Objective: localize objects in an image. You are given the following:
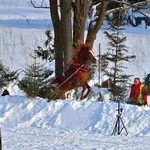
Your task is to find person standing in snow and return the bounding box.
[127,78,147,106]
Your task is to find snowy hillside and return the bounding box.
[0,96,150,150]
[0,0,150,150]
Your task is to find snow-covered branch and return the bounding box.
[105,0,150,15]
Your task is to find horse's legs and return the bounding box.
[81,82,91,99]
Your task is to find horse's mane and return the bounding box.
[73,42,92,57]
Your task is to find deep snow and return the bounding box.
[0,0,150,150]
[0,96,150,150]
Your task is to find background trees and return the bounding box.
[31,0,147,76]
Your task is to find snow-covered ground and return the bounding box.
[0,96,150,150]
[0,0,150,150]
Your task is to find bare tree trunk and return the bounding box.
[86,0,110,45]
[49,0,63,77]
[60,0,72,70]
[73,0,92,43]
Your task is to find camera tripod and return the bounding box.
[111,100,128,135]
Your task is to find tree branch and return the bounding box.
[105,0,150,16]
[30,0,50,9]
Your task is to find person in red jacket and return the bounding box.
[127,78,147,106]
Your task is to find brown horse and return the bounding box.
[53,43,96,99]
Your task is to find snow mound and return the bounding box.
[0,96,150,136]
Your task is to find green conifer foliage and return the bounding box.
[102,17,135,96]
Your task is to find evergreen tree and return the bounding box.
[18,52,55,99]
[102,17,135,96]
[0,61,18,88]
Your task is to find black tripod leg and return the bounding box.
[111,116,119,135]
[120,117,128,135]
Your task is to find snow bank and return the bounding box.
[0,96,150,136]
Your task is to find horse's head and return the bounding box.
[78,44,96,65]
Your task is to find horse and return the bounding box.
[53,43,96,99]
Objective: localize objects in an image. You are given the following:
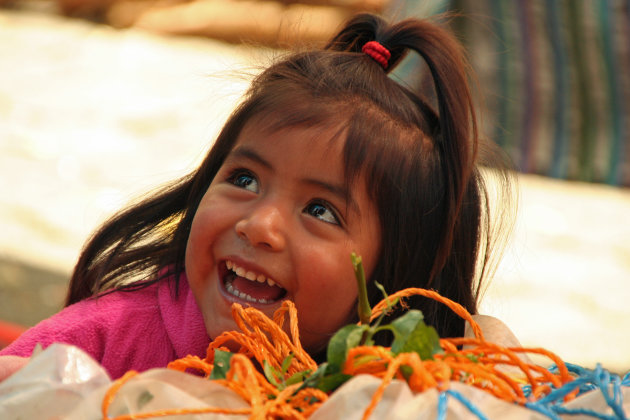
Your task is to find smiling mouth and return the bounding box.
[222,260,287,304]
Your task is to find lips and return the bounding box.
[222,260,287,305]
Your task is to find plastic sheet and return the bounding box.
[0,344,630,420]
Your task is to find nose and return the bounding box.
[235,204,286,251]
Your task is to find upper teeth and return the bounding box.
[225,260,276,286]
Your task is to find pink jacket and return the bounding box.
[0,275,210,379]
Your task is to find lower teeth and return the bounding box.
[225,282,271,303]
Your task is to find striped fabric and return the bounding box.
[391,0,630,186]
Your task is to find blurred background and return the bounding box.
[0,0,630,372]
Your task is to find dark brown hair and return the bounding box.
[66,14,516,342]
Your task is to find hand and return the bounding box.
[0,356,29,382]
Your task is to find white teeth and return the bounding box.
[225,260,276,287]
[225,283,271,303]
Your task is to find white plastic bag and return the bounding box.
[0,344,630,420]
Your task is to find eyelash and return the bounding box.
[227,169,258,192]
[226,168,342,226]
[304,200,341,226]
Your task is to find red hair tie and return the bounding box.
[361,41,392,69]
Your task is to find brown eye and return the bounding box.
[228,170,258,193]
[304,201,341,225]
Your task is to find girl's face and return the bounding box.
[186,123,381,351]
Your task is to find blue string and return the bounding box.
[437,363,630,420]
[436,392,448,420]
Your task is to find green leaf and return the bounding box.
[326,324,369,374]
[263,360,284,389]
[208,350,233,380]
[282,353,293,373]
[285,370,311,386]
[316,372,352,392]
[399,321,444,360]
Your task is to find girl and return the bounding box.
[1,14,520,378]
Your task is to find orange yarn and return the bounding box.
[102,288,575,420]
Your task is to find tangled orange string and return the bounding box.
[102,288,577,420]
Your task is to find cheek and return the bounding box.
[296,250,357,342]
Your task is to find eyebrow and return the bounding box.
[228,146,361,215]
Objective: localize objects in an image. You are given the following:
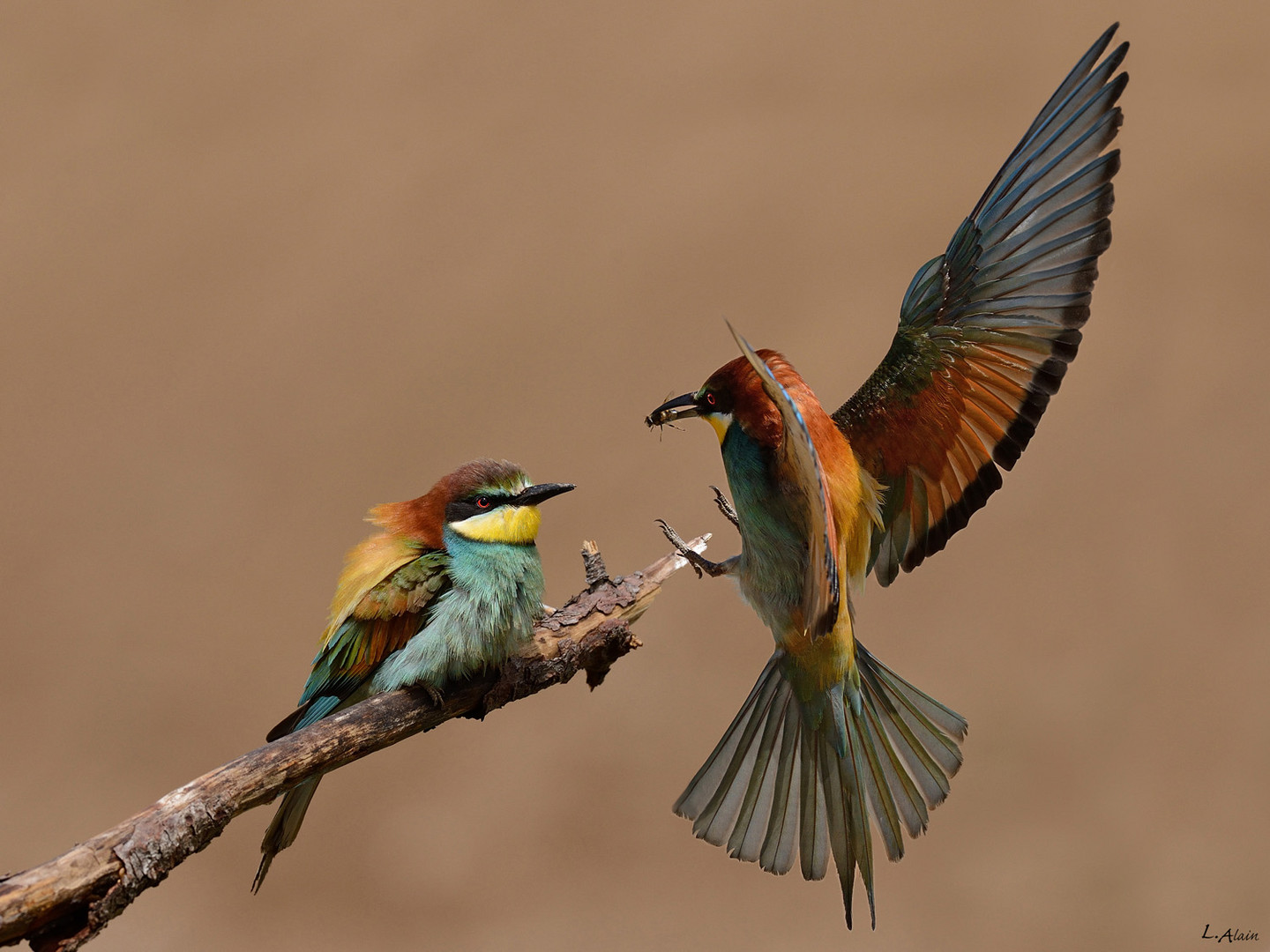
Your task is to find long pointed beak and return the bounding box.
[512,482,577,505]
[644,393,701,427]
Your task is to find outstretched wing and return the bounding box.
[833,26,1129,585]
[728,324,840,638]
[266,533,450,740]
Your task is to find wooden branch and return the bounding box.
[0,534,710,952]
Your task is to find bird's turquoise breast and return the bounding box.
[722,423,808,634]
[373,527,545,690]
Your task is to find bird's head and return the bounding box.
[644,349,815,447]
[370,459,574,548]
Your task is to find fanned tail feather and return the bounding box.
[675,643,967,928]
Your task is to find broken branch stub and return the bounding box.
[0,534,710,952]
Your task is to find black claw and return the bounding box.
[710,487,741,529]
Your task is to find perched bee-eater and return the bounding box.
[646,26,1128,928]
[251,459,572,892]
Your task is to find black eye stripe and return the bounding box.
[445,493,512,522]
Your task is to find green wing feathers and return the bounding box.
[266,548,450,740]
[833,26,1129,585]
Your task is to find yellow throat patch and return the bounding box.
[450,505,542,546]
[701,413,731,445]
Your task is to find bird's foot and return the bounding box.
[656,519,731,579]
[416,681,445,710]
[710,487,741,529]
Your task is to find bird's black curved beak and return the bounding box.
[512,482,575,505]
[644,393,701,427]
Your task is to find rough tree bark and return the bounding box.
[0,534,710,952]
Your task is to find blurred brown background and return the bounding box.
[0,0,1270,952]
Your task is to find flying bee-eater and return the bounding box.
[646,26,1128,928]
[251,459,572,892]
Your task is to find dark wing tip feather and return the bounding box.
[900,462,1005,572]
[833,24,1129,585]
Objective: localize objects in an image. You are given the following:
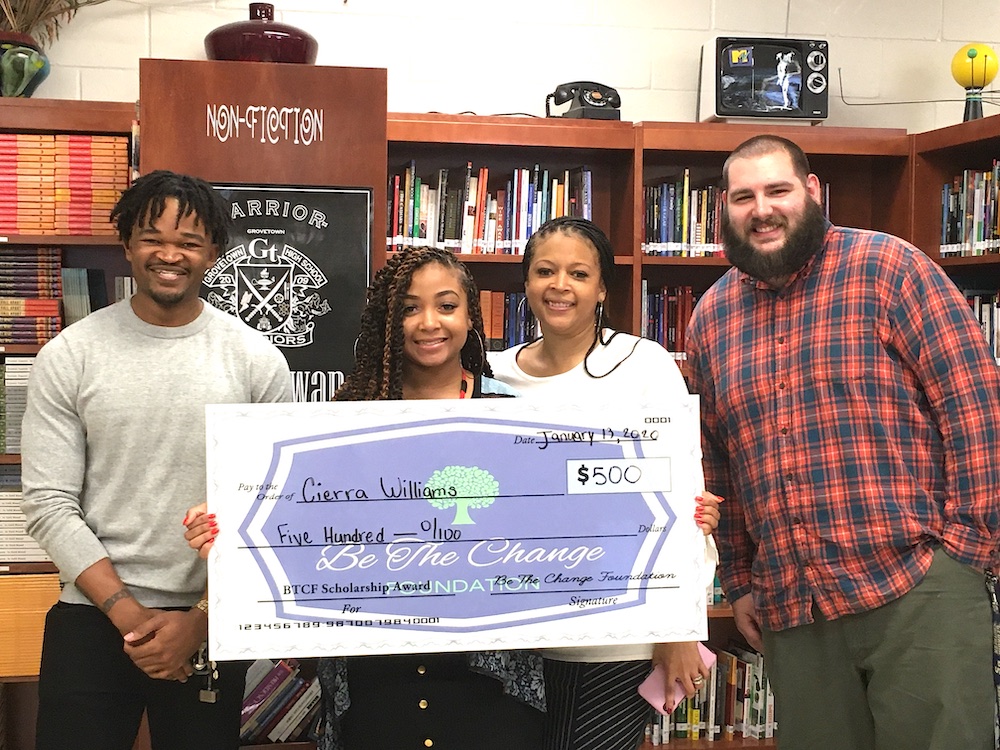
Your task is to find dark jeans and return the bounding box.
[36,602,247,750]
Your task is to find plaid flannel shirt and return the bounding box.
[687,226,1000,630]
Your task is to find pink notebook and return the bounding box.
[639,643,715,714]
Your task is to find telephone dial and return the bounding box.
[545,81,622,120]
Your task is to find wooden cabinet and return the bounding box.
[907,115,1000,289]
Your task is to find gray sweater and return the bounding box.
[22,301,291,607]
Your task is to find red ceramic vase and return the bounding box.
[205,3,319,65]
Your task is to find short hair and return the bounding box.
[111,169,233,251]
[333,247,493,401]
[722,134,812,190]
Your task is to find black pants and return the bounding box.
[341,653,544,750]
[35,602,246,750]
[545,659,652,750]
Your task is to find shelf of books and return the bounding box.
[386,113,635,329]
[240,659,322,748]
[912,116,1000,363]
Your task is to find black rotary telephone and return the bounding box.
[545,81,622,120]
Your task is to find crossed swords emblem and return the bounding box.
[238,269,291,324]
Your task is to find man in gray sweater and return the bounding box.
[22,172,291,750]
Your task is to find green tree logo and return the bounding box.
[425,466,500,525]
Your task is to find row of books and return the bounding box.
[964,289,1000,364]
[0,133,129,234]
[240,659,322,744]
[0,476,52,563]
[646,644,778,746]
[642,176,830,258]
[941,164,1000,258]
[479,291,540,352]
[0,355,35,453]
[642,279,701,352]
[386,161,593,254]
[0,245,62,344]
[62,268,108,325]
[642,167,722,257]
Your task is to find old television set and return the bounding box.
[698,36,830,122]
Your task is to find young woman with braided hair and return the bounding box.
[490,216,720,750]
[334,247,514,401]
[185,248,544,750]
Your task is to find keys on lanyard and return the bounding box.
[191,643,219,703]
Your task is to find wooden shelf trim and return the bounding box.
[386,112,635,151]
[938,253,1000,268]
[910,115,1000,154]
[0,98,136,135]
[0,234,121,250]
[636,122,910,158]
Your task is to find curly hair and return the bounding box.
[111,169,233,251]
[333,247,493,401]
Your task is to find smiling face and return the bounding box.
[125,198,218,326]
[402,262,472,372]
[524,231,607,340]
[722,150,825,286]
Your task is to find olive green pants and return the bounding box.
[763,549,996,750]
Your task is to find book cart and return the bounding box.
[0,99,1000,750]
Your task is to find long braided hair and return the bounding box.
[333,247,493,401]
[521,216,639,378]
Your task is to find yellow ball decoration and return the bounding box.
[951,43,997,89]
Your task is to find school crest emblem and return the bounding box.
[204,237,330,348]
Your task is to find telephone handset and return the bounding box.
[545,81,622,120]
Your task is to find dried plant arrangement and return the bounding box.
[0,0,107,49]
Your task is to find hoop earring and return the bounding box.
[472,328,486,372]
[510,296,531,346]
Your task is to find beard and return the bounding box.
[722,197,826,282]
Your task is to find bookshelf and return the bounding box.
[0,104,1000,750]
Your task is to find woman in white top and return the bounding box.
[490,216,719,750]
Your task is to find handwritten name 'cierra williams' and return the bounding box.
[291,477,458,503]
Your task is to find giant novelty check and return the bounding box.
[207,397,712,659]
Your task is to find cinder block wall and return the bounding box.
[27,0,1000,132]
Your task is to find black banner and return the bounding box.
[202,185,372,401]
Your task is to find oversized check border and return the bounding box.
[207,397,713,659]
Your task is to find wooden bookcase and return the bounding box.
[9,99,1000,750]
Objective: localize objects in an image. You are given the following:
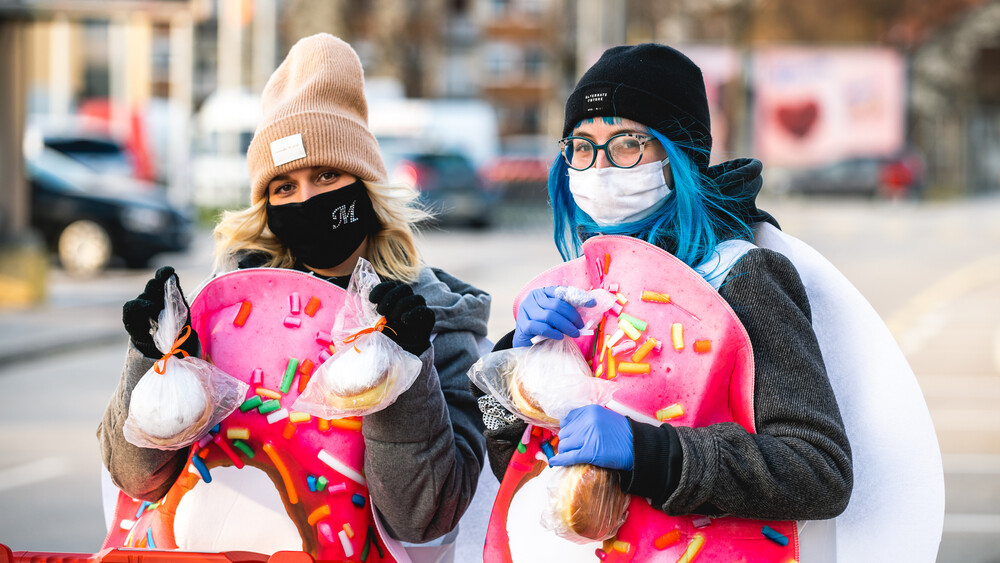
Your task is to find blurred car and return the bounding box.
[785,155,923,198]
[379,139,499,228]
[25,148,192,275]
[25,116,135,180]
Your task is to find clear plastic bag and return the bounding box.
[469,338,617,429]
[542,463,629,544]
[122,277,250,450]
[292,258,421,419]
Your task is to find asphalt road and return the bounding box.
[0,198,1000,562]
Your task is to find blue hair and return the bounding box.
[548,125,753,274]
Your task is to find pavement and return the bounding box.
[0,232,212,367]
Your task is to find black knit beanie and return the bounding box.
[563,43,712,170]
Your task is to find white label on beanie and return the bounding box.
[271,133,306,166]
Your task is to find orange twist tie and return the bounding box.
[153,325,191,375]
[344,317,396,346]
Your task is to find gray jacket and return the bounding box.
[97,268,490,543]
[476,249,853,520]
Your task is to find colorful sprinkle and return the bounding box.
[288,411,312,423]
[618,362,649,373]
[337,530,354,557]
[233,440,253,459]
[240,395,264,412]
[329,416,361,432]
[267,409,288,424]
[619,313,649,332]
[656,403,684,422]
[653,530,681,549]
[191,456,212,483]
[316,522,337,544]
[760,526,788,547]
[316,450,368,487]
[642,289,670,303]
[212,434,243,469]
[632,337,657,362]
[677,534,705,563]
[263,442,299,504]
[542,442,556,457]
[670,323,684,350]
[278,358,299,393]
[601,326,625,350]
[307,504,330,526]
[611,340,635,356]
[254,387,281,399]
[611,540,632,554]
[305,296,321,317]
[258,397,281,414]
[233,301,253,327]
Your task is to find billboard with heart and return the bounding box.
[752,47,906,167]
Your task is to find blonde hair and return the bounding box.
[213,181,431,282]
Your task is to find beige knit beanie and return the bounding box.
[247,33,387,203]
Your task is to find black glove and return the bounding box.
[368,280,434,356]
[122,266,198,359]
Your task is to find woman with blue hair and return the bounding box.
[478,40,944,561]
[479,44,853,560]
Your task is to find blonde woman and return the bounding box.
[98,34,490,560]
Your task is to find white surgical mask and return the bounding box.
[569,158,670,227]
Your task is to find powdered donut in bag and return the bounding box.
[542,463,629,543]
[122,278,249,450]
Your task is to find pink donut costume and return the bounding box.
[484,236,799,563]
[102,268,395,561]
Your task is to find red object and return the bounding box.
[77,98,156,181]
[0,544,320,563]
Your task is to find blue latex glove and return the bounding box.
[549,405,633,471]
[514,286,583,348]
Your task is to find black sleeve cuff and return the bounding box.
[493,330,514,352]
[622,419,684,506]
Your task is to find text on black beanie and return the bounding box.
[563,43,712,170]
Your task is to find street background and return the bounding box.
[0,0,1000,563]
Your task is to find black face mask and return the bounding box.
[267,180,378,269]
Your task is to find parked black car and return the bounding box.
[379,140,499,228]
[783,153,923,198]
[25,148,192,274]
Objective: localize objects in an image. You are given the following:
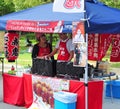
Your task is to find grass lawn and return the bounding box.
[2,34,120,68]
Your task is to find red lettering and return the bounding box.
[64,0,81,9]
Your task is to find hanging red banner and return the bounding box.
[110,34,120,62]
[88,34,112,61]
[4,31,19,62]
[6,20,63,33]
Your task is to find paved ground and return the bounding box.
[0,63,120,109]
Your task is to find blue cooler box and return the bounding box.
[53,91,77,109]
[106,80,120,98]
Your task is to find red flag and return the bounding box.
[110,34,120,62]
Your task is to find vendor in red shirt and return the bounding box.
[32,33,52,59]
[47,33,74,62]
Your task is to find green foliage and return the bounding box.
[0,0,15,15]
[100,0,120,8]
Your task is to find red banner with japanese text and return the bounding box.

[WHAT THIS TASK INVOLVES]: Please duplicate the data from the line with "Your task is to find giant" up to and including the line with "[25,116,135,180]", and leave the pictures out of your answer.

[FULL OUTPUT]:
Your task is to find giant novelty check and return the bounding box.
[207,397,712,659]
Your task is to find cinder block wall and return the bounding box.
[27,0,1000,132]
Your task is to find black banner and return the bounding box.
[202,185,372,401]
Your task is to find oversized check border and return the bounding box.
[207,397,713,659]
Your task is to find wooden bookcase and return the bounding box.
[9,99,1000,750]
Objective: localize objects in an image. You are given the following:
Your task is to find blurred car and return the bounding box.
[785,155,923,198]
[379,139,499,228]
[25,148,192,275]
[25,116,135,180]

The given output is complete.